## WORK REQUIRED:
The entries that follow should be reproduced exactly, with no images carried over.
[RECORDS FOR THIS EXERCISE Boundary: Start]
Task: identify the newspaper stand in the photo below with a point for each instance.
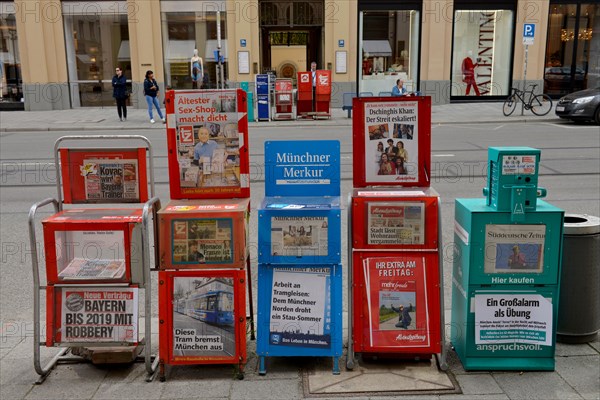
(284, 100)
(394, 236)
(299, 255)
(323, 95)
(304, 103)
(263, 97)
(205, 264)
(506, 274)
(97, 259)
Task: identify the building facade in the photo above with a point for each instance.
(62, 54)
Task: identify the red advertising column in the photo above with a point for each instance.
(323, 94)
(304, 104)
(283, 99)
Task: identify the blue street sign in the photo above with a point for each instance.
(529, 30)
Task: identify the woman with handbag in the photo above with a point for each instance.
(120, 93)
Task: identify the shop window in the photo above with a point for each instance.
(572, 63)
(11, 82)
(481, 57)
(186, 32)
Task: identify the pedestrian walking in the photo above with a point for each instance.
(151, 90)
(120, 93)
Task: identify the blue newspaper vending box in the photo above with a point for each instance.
(263, 97)
(299, 239)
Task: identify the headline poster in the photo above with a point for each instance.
(514, 249)
(99, 315)
(391, 141)
(110, 180)
(203, 318)
(203, 241)
(300, 313)
(299, 236)
(513, 318)
(396, 294)
(209, 142)
(396, 223)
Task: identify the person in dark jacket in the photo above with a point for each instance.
(120, 93)
(151, 92)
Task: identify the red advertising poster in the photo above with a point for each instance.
(397, 301)
(207, 136)
(392, 141)
(95, 315)
(104, 175)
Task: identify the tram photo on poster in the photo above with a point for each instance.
(203, 317)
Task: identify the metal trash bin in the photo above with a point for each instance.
(579, 304)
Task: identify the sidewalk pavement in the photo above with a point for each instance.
(107, 119)
(577, 366)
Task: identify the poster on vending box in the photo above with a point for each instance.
(203, 318)
(208, 144)
(396, 294)
(391, 141)
(98, 315)
(299, 236)
(396, 223)
(202, 241)
(300, 313)
(513, 318)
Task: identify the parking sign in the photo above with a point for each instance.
(528, 33)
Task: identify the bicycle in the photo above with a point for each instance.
(540, 104)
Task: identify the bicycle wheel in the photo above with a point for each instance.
(509, 105)
(541, 104)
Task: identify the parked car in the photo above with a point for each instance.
(580, 106)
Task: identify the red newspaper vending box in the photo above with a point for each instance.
(304, 103)
(207, 140)
(202, 234)
(202, 318)
(94, 246)
(323, 94)
(396, 272)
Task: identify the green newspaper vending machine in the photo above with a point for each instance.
(506, 271)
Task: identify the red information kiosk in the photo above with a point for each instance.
(304, 103)
(284, 99)
(395, 283)
(97, 259)
(204, 260)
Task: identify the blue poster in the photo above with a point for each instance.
(302, 168)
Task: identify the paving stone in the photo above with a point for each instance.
(206, 389)
(582, 373)
(565, 349)
(59, 390)
(129, 390)
(14, 392)
(478, 384)
(267, 389)
(479, 397)
(535, 385)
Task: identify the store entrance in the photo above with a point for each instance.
(286, 52)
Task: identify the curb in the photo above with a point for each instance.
(268, 125)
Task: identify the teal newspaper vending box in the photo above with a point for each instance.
(506, 271)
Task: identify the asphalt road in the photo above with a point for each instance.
(570, 169)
[RECORDS FOR THIS EXERCISE Boundary: End]
## OUTPUT OF THE EXERCISE:
Task: identify the newspaper stand in the photo below with a point for each instance.
(284, 100)
(394, 236)
(299, 255)
(323, 95)
(304, 103)
(263, 97)
(205, 264)
(506, 274)
(97, 259)
Task: identify the building facade in the photo above with a point for each instance.
(62, 54)
Task: identify the red advertising column in the photo above with a point for each instance.
(323, 94)
(304, 104)
(283, 99)
Task: identify the blue street sign in the photo above with a point for each instance.
(529, 30)
Task: identify the woman with handbag in the photo above with a point for each instance.
(120, 93)
Task: identify the shop window in the photo above with a point for each instance.
(572, 63)
(11, 82)
(481, 57)
(186, 32)
Task: identify the pedestrian walking in the photo above with a point for each instance.
(151, 90)
(120, 93)
Task: identify the blue newspaper vending box in the photo above with a point for each instance.
(263, 97)
(299, 239)
Task: identify the headline poster in the photo above with a point for each instance.
(514, 249)
(99, 315)
(391, 141)
(110, 180)
(203, 318)
(203, 241)
(300, 313)
(299, 236)
(513, 318)
(396, 294)
(209, 142)
(396, 223)
Task: identify the person in dark jacket in the photo above with a point for each instance.
(120, 93)
(151, 92)
Task: identify the red advertising poster in the photo above with a point for each instance.
(397, 301)
(207, 136)
(392, 141)
(95, 315)
(104, 175)
Task: identify the tram photo on poster in the photo above with a point for each instance.
(203, 317)
Task: identify the metal trash bin in the photo above with a point for each instance.
(579, 304)
Task: identify the sidewalk pavement in the photo above with a point for each instance.
(107, 119)
(577, 366)
Task: identify the poster on vending box in the photo above with a point for each instance.
(203, 318)
(208, 144)
(396, 294)
(391, 141)
(98, 315)
(299, 236)
(396, 223)
(202, 241)
(300, 313)
(513, 318)
Task: identify the parking sign in the photo above with a point for each instance.
(528, 33)
Task: identify the bicycle in the photo above with a point for each instance.
(540, 104)
Task: identify the bicycle wheel in the photo above with a point for each instance.
(509, 105)
(541, 104)
Task: identify the parked car in the photo above with a point for each instance.
(580, 106)
Task: identify the red newspaper vending box in the photo above with a point for each instance.
(304, 103)
(207, 140)
(202, 234)
(202, 318)
(94, 246)
(323, 94)
(396, 272)
Task: identify the green newspaper vending machine in the photo above with a point for each instance.
(506, 271)
Task: identify the red information kiosk in the photo above with a point for each instance.
(304, 103)
(284, 99)
(395, 283)
(97, 259)
(204, 260)
Task: identify the blue poster in the photo above with a point for each instance.
(302, 168)
Task: identify the paving stone in the photo above with a point for each instance.
(206, 389)
(582, 373)
(565, 349)
(59, 390)
(129, 390)
(14, 392)
(478, 384)
(267, 389)
(479, 397)
(535, 385)
Task: identify the store entrance in the photo above with a point for each instance.
(286, 52)
Task: identify the curb in the photo above with a point for each instance.
(268, 125)
Task: identify the teal newspaper vending box in the photo above with a point for each instance.
(506, 271)
Task: identify the asphalt road in the photo above with a point for each instance.
(570, 169)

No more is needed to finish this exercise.